**TEXT FOR ANALYSIS**

Stuck in D.C.
Graham announced Saturday that Barrett’s confirmation hearings will begin Oct. 12, meaning that these vulnerable senators may be stuck in the nation’s capital just three weeks before the election.
Sitting in the hearing room instead of on the campaign trail might not be a problem though, with much of the electoral politicking going virtual due to the coronavirus pandemic.
“Most of what I’m doing is by Zoom anyway,” Cornyn said last week when asked if he was concerned the hearings would keep him in D.C.
But Democrats could use their roles on the committee against the vulnerable senators who will be questioning Barrett. On Monday, some Democrats already started accusing these Republicans of playing politics.
“The fact that these Senate Republicans have refused to pass a new bipartisan relief package for months but are now rushing to rubber stamp a new Supreme Court justice who will rip away health care protections for people with pre-existing conditions underscores how wrong their priorities are during this crisis,” Democratic Senatorial Campaign Committee spokesman Stewart Boss said in a statement.

**Stored entries**
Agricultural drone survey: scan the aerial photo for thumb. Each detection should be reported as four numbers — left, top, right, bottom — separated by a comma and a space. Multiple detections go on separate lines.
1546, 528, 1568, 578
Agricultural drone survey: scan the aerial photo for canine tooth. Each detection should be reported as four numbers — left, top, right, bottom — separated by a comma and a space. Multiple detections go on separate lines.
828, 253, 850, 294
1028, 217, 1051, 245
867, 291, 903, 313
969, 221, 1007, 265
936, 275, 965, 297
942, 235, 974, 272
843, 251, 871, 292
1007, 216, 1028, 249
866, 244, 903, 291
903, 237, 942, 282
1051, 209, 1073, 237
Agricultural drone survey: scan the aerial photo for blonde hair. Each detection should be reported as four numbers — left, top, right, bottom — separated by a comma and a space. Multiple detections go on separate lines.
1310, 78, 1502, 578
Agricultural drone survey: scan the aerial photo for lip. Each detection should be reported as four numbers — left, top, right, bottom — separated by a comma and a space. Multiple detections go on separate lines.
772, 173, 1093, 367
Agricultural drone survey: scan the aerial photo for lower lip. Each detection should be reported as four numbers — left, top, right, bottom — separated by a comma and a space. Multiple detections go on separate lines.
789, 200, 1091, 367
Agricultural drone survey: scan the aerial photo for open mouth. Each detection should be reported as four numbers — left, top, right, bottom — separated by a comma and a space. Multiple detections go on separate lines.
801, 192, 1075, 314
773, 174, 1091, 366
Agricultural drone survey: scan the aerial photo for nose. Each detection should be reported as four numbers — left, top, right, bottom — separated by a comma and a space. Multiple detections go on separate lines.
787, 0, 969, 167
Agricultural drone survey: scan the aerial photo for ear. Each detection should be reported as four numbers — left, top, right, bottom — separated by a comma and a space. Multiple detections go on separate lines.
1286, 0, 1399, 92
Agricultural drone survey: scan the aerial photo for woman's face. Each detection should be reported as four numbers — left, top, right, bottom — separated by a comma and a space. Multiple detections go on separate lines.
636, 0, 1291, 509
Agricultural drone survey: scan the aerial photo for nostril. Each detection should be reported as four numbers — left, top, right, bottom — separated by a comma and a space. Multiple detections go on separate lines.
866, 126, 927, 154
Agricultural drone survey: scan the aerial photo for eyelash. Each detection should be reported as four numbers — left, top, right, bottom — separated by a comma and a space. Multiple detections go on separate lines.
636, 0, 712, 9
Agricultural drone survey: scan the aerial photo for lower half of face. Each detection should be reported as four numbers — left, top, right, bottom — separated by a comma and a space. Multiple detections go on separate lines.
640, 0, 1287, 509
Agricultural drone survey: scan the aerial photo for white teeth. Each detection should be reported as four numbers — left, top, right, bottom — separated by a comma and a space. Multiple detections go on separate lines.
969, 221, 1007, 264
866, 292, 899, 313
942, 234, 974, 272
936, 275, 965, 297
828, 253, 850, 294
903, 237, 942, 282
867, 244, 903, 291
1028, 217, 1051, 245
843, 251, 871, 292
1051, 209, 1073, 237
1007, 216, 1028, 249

**TASK OBJECTIVE**
Can you copy the passage about Barrett's confirmation hearings from "Graham announced Saturday" to "of playing politics."? These items have no connection to the passage about Barrett's confirmation hearings.

**COMPLETED TASK**
Graham announced Saturday that Barrett’s confirmation hearings will begin Oct. 12, meaning that these vulnerable senators may be stuck in the nation’s capital just three weeks before the election.
Sitting in the hearing room instead of on the campaign trail might not be a problem though, with much of the electoral politicking going virtual due to the coronavirus pandemic.
“Most of what I’m doing is by Zoom anyway,” Cornyn said last week when asked if he was concerned the hearings would keep him in D.C.
But Democrats could use their roles on the committee against the vulnerable senators who will be questioning Barrett. On Monday, some Democrats already started accusing these Republicans of playing politics.